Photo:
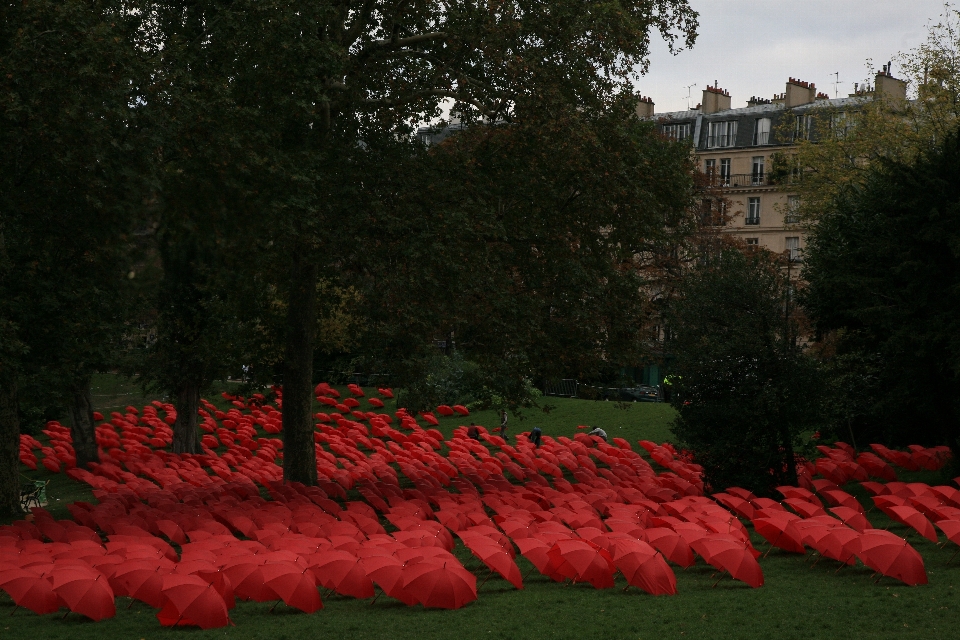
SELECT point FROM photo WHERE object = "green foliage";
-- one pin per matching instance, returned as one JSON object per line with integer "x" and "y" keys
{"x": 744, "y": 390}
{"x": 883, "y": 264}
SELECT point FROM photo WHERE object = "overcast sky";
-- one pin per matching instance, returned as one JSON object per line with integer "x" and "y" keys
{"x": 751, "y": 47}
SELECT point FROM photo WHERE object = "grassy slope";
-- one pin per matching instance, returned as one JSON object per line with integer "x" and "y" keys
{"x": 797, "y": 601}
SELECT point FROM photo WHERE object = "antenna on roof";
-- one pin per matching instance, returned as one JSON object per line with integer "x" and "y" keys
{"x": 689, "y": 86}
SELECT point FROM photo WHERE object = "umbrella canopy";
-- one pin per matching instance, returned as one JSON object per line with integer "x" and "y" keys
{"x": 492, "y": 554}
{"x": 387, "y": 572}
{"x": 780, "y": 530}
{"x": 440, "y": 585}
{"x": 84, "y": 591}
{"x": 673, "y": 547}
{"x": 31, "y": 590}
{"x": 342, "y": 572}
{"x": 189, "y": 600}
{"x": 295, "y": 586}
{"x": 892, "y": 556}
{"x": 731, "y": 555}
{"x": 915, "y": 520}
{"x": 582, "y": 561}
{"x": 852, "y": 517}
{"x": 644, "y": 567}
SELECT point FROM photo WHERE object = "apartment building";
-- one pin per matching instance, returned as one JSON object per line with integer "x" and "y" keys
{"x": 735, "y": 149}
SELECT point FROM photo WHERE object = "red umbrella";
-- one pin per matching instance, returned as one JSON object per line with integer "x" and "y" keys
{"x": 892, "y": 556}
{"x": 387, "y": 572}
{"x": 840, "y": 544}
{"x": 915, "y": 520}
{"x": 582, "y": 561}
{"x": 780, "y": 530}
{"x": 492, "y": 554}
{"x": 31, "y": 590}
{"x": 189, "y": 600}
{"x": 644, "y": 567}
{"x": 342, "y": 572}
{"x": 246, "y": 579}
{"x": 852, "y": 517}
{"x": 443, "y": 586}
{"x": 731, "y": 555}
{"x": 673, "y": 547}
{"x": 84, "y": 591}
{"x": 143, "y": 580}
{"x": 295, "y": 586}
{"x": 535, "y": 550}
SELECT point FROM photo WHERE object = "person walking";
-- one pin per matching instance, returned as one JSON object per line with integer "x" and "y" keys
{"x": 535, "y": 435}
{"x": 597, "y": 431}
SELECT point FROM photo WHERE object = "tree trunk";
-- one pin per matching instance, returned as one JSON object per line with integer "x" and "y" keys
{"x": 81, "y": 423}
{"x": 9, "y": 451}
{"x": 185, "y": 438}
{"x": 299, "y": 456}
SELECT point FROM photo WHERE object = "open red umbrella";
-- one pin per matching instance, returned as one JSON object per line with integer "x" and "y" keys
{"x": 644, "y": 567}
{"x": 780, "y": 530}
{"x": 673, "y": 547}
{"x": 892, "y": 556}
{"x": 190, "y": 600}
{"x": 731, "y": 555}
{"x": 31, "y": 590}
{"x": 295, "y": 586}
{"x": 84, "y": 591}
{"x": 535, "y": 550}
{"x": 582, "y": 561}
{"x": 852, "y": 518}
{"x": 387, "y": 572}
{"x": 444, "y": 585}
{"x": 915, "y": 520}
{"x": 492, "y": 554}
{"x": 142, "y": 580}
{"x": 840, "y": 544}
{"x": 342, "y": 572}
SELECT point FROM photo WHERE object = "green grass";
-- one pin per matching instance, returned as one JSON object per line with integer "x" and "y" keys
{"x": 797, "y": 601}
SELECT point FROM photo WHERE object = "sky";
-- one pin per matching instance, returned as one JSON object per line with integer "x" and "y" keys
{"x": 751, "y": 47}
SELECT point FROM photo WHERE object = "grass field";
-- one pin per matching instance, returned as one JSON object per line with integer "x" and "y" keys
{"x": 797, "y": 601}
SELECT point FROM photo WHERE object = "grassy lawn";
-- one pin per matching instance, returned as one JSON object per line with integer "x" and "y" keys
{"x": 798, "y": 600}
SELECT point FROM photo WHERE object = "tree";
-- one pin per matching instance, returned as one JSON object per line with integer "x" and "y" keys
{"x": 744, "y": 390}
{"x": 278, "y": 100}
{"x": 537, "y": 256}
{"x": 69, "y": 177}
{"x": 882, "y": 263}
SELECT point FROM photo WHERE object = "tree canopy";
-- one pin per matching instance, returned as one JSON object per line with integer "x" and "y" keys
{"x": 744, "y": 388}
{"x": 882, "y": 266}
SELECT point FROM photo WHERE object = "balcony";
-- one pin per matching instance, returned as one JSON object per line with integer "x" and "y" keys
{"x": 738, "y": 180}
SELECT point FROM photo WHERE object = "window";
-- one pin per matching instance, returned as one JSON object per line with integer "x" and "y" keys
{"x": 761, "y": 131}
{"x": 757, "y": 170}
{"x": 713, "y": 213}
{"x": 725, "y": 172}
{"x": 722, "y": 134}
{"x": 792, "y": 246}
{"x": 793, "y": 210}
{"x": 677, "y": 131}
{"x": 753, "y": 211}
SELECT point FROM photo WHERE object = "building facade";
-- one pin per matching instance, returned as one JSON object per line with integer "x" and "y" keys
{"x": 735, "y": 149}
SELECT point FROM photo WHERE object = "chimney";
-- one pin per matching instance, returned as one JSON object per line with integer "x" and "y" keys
══════════
◆ What the exercise asks ◆
Please pick out every line above that contains the word "grassy" and copy each one unchanged.

◆ Answer to this exercise ◆
SELECT point FROM photo WHERE object = "grassy slope";
SELECT point FROM photo WHERE object = "grassy lawn";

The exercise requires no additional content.